LO QUE SE PIDE. Enumera todos los orígenes que el fragmento del documento atribuye a los abuelos de Daniel y de Batel.

FRAGMENTO DEL DOCUMENTO.
= = = = = = =

Viaje a los orígenes, en el barrio sur

El mensaje llegó al Facebook. Inbal, se llamaba -se llama- la joven de 22 años y venía desde Israel “para conocer el barrio en el que había nacido el abuelo”, que ya no está. El día del encuentro fue un domingo lluvioso, y con Inbal llegaban su novio Daniel (israelí, nieto de iraquíes, tunecinos y búlgaros) y una amiga, Batel (israelí, nieta de holandeses y de turcos de Esmirna). Venían bajando desde Bolivia y Perú, habían tocado Salta y todavía les quedaba el vasto mapa argentino hasta llegar a Ushuaia, el destino más austral, con cierre, seguramente maravillado, en aquella Buenos Aires que siempre enamora. El buen castellano de Inbal sugería que lo había aprendido entre los mimos de infancia de sus abuelos argentinos. Error. “ Lo aprendí viendo Chiquititas y telenovelas”, se despachó Inbal, mientras mordía una medialuna. Lo que no había podido la Real Academia Española lo había hecho Cris Morena. ¿Las telenovelas?, fue la pregunta asombrada. ¡“Muñeca brava”!, apuntó la rubia Batel.

En Tucumán, la meta de Inbal era “la Bernabé Aráoz y General Paz”, con su vía del tren ajardinada y más verde que lo usual, por la lluvia caída. De la vieja casa en la que había crecido el abuelo todavía quedaban la puerta original y el piso de mosaicos adamascados, típico de las construcciones modestas de comienzos del siglo XX que habían poblado los inmigrantes que llegaban huyendo de predicciones agoreras que el tiempo se encargaría de cumplir. La imaginación -o el deseo de que así fuera- dejaba prever que en el fondo de la casa todavía podría estar la gran morera.

Y, también, el taller en el que el tatarabuelo polaco alternaba el oficio de zapatero con sus lecturas silenciosas en yiddish. En la esquina, en el cruce de la vía, esta vez sí, una morera de gran porte resiste como huella del pasado. “El abuelo me contaba que el sonido del tren era lo que lo hacía dormir. Que una vez no pasó, y no pudo dormir. ¿Todavía pasa el tren?”, preguntó Inbal. “A veces”, le respondió la anfitriona, extrañando la casilla de la guardabarreras y aquella zorra con la que ella y la barra de la infancia se deslizaban por la vía soñando con destinos lejanos. En alegre Babel, sorteando adoquines y metiendo los pies en los charcos (otra selfie de la infancia) la comitiva llegó al Abasto. Sólo los arcos del complejo que alberga al hotel de marca global son indicios del bullicioso mercado de antaño. Un mural con fotos antiguas y una maqueta de la vieja estructura del Mercado no alcanzan a mitigar ese borrón del pasado. Pero vale el intento. “Mirá, Inbal, tu abuelo, cuando era chico, viajaba en esos coches tirados a caballo”, indica la anfitriona. Los smartphones estallan tratando de capturar lo que pueden. Piezas con las cuales Inbal trata de armar ese rompecabezas que es el viaje a los orígenes.

= = = = = = =

REGISTROS DE DATOS.
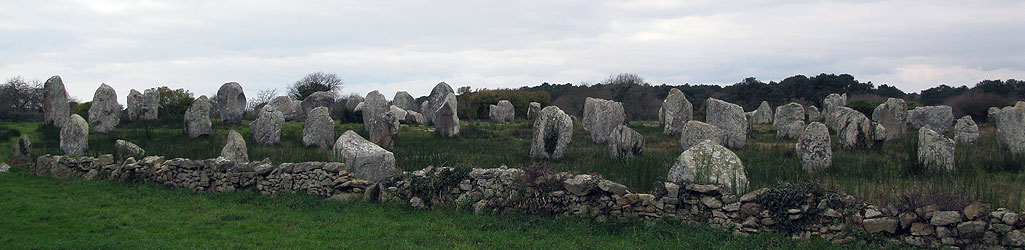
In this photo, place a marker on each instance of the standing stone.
(235, 148)
(813, 114)
(695, 132)
(267, 128)
(151, 105)
(231, 102)
(364, 159)
(624, 142)
(602, 117)
(966, 130)
(730, 118)
(198, 118)
(319, 128)
(710, 163)
(552, 133)
(936, 152)
(501, 113)
(789, 121)
(134, 103)
(813, 148)
(764, 114)
(937, 118)
(105, 114)
(893, 116)
(675, 111)
(532, 110)
(438, 97)
(404, 100)
(445, 119)
(75, 136)
(55, 107)
(124, 150)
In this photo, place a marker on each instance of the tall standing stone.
(75, 136)
(710, 163)
(789, 121)
(235, 149)
(936, 152)
(966, 130)
(267, 128)
(893, 116)
(231, 101)
(319, 128)
(675, 111)
(813, 148)
(55, 107)
(198, 118)
(552, 133)
(730, 118)
(105, 114)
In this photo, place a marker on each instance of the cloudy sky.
(411, 45)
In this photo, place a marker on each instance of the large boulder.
(404, 100)
(937, 118)
(624, 142)
(438, 97)
(235, 149)
(966, 130)
(601, 117)
(231, 101)
(936, 152)
(319, 128)
(55, 107)
(893, 116)
(813, 148)
(709, 163)
(730, 118)
(695, 132)
(675, 111)
(267, 128)
(75, 136)
(552, 133)
(532, 110)
(763, 115)
(105, 114)
(364, 159)
(789, 121)
(198, 118)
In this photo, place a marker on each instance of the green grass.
(41, 212)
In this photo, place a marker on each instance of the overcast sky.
(412, 45)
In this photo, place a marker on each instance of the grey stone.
(814, 149)
(966, 130)
(55, 107)
(601, 117)
(625, 142)
(105, 113)
(675, 112)
(231, 102)
(75, 136)
(709, 163)
(235, 149)
(730, 118)
(364, 159)
(695, 132)
(319, 128)
(552, 133)
(936, 152)
(937, 118)
(267, 128)
(197, 118)
(893, 116)
(789, 121)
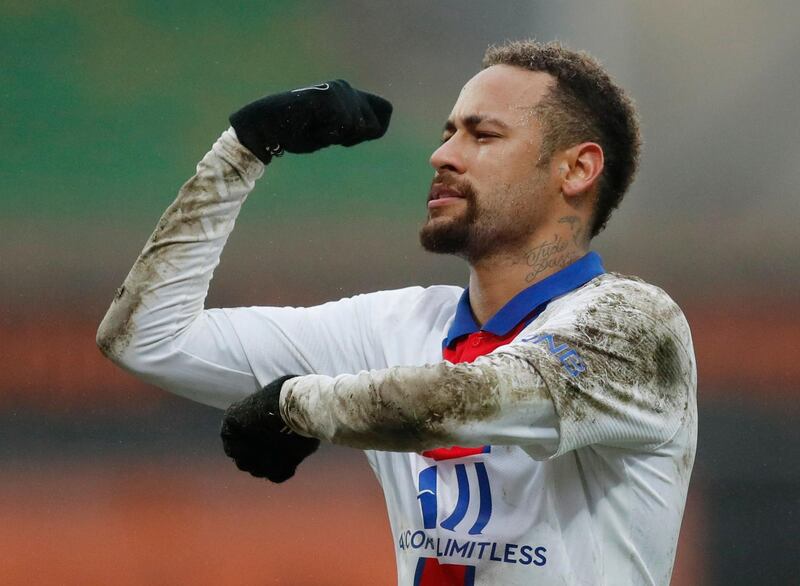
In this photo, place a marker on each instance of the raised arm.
(614, 367)
(156, 326)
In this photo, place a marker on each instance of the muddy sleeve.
(619, 374)
(497, 399)
(553, 390)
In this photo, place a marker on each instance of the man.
(538, 427)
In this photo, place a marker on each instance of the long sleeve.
(610, 364)
(156, 327)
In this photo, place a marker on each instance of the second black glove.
(308, 119)
(256, 438)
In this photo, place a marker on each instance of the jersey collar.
(526, 301)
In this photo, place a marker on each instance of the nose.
(448, 157)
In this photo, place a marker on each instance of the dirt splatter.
(626, 337)
(181, 225)
(412, 408)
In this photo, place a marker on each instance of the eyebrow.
(472, 121)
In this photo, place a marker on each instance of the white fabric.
(590, 412)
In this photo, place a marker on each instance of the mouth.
(441, 195)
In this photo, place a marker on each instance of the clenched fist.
(256, 437)
(310, 118)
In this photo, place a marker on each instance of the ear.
(580, 168)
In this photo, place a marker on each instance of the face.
(489, 192)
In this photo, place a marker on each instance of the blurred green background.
(106, 108)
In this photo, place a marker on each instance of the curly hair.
(584, 105)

= = = = = = =

RESULTADO.
Daniel: iraquíes, tunecinos y búlgaros.
Batel: holandeses y turcos de Esmirna.